Data:
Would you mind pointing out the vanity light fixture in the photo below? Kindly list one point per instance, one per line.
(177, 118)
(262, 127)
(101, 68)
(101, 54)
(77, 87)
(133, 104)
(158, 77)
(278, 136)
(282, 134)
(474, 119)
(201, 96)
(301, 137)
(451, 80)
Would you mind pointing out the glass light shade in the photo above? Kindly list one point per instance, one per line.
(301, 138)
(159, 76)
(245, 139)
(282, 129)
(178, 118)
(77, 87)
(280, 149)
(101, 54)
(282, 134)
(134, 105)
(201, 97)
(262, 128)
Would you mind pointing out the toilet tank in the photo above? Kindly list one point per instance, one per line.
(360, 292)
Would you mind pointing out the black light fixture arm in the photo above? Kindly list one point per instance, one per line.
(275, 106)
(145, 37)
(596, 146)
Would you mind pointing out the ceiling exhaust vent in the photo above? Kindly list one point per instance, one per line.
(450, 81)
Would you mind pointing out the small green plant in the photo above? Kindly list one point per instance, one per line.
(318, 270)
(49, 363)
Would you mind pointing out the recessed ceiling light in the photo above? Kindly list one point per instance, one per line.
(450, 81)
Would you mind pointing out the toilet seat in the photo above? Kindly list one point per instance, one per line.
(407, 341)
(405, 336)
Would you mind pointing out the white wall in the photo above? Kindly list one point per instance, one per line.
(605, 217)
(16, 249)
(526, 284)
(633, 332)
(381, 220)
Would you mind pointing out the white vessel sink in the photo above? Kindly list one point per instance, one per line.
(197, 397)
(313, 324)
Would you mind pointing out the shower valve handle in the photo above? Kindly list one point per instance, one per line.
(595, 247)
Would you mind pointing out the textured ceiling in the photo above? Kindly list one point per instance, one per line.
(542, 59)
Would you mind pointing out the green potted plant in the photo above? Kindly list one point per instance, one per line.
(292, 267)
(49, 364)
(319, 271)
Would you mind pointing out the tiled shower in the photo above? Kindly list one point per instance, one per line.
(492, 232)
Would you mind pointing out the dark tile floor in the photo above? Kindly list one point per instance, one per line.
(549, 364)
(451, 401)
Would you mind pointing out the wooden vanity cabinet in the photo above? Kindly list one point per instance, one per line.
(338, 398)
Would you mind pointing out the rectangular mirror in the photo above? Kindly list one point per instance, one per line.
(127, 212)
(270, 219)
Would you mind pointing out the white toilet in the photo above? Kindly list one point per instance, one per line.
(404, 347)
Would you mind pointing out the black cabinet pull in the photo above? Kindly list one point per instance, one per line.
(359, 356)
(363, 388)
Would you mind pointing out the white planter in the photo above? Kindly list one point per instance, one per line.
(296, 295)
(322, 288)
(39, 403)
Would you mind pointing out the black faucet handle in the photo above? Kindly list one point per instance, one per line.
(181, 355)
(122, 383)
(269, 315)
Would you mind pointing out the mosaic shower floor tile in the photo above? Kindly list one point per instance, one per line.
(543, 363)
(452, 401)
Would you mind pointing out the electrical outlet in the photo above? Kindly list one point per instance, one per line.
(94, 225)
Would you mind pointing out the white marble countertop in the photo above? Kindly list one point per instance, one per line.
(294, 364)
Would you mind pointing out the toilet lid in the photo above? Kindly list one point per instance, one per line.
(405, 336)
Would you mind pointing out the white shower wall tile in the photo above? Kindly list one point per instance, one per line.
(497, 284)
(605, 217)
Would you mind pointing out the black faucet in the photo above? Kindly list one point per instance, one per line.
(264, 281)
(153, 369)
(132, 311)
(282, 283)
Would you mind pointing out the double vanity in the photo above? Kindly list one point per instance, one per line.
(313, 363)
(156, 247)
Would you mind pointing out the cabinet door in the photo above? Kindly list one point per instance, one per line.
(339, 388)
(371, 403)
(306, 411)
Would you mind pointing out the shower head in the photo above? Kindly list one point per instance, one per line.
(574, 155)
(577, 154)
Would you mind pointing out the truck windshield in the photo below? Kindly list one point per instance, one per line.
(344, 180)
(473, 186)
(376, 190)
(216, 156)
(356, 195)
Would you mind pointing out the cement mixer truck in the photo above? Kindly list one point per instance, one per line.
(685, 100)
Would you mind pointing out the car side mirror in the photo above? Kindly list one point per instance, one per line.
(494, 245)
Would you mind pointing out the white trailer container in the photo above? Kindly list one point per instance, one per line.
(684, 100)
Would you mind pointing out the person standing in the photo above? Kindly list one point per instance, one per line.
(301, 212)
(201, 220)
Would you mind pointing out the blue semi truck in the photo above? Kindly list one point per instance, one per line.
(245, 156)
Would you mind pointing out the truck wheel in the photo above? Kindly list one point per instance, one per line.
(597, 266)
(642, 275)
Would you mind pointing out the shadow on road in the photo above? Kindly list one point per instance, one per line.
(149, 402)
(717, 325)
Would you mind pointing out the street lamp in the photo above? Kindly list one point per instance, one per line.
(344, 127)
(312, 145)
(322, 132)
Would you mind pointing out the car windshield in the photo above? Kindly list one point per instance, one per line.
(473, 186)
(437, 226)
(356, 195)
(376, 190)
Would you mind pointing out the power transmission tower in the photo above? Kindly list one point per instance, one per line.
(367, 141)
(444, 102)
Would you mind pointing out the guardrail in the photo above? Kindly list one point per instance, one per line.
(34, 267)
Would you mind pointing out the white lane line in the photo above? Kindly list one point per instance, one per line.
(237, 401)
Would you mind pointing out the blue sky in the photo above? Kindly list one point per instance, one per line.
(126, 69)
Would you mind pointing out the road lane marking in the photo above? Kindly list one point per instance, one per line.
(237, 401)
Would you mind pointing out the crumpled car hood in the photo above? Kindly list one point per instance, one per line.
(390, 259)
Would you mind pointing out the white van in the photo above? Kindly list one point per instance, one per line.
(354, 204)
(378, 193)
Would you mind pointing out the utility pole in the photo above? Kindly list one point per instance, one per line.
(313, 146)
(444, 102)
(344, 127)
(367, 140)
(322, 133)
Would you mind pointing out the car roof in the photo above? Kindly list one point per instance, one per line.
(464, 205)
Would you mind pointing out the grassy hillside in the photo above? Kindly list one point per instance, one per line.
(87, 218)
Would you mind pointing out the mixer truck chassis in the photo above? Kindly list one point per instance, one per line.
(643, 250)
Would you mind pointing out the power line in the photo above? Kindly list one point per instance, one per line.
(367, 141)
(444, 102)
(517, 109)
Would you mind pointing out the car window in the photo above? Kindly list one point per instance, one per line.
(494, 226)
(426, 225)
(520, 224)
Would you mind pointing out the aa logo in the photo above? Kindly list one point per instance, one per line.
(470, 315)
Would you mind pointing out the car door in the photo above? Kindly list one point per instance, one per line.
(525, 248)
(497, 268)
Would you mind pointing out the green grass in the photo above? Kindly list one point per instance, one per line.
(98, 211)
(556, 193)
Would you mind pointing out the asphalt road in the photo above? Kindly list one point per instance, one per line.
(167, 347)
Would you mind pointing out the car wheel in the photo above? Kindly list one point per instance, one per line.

What is required: Repeat, exactly and only, the lines above from the one containing "Would you mind pointing out the white lane" through the end of the material.

Expected answer:
Would you mind pointing out the white lane line in the photo above? Kindly list one point per instance, one per line.
(237, 401)
Would you mind pointing out the blue sky in the photo above? Kindly list one point per instance, one per line.
(126, 69)
Would you mind pointing out the road lane marking in the photo above? Kindly list one point per instance, one per line.
(237, 401)
Would you mind pointing out the crumpled car hood in the photo above? Kindly list one point per instance, one per line.
(390, 259)
Would you mind pointing out the white van in the photo above? Kindly list one point per instance, one per line.
(354, 204)
(378, 193)
Would you mind pointing out the utility pole in the photo above? Kindly list one point per instance, one per line.
(313, 146)
(444, 102)
(344, 127)
(367, 140)
(322, 133)
Would you mind pointing out the car roof in the photo above? Kindly list one point per instance, one per line.
(464, 205)
Would you mind pointing out the grassy hillside in the photo above? Kindly list one point per instance, one per line.
(87, 218)
Would you mind pointing out the mixer truck chassis in the photo above? Kindly list one point per instance, one per line.
(643, 250)
Would you mind pointing out the power line in the photo above? Kindly list one point per instance, one per line.
(367, 141)
(444, 102)
(517, 109)
Would you mind pointing out the car window in the photo above? Kindly list one point per instance, one per line.
(494, 226)
(426, 225)
(520, 224)
Would you mind pointing out the aa logo in the photo above? Kindly list one point per instance, one per line.
(470, 315)
Would you mind pointing out the car door in the photo above? Kindly list one point per instance, one per line.
(525, 248)
(497, 268)
Would you mind pointing out the green grass in the photo above? Kindly list one point per instance, one per line.
(98, 211)
(556, 193)
Would you mind pointing out the asphalt road in the photo above? Kindly list one point per instance, one per line.
(167, 347)
Would you mind pointing out the car wheel in the photo above? Kindly list one point per instance, one per line.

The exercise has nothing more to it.